ARTICLE:
☆ ☆ ☆ ☆ ☆

1. A subsea wellhead assembly, comprising:
a tubular wellhead member;
a production port extending through a side of the wellhead member for transmitting production fluid from the subsea well;
a tubing hanger, having a string of tubing extending to a production depth within the subsea well, that lands in a bore of the wellhead member and has an inner bore in fluid communication with the string of tubing;
at least one hanger port extending through a side of the tubing hanger for transmitting the production fluid from the bore of the tubing hanger to the production port;
a diverter positioned adjacent the tubing hanger for diverting the flow of production fluid from the hanger port around a portion of the tubing hanger to the production port, the diverter having a tubular cross-section and surrounding a portion of the outer surface of the tubing hanger; and
a diverter port that is located at a substantially opposite circumferential position from the hanger port.

☆ ☆ ☆ ☆ ☆

WHAT IS ASKED:
1. In the subsea wellhead assembly claim, where is the diverter port located relative to the hanger port?
2. Carry on the subsea wellhead assembly claim with new text that follows its last line.
The records that come next have no connection to the wellhead assembly claim.

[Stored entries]
☆ ☆ ☆ ☆ ☆

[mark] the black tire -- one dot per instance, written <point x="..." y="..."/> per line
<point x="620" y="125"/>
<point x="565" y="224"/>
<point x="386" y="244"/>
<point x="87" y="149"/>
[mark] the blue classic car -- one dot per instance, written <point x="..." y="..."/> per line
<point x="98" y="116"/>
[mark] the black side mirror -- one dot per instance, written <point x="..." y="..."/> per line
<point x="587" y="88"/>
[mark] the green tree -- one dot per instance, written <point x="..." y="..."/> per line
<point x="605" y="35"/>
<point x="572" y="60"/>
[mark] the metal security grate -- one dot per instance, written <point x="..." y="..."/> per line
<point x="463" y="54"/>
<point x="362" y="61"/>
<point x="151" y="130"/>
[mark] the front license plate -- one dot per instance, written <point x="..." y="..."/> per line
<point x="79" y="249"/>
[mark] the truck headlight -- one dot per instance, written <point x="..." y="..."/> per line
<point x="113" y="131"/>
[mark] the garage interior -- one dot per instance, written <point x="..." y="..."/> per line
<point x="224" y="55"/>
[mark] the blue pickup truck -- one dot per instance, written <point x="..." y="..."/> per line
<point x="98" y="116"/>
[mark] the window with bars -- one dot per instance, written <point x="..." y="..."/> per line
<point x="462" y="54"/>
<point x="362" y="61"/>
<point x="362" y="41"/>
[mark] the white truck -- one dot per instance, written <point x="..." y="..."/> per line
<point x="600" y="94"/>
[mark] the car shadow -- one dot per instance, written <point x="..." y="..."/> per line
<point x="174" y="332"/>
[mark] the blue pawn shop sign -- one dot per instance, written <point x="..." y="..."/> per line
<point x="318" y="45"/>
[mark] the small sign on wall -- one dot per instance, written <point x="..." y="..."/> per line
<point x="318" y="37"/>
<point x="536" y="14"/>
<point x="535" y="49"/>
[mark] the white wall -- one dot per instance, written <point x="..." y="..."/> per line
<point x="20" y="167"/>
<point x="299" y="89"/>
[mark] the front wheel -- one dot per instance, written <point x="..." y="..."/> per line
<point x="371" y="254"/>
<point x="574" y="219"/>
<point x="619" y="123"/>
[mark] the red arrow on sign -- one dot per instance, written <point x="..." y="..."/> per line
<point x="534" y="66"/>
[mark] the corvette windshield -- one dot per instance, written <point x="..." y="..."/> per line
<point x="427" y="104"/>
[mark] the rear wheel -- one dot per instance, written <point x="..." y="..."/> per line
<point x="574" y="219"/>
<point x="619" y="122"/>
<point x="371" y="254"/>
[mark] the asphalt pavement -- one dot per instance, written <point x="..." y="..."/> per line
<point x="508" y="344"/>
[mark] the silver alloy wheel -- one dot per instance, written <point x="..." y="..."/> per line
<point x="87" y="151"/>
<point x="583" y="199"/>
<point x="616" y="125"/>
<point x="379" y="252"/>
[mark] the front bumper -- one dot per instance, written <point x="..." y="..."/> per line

☆ ☆ ☆ ☆ ☆

EXPECTED ANSWERS:
1. It is located at a substantially opposite circumferential position from the hanger port.

2.
6. A subsea wellhead assembly, comprising:
a tubular wellhead member;
a production port extending through a side of the wellhead member for transmitting production fluid from the subsea well;
a tubing hanger, having a string of tubing extending to a production depth within the subsea well, that lands in a bore of the wellhead member and has an inner bore in fluid communication with the string of tubing;
at least one hanger port extending through a side of the tubing hanger for transmitting production fluid from the bore of the tubing hanger to the production port;
a diverter positioned adjacent the hanger port for diverting the flow of production fluid from the hanger port; and
at least one diverter port spaced circumferentially from the hanger port for transmitting the production fluid from the hanger port to an outer surface of the diverter, the diverter port being spaced radially outward from the hanger port and radially inward from the production port wherein flow of production fluid is diverted circumferentially around at least a portion of the tubing hanger to the at least one diverter port.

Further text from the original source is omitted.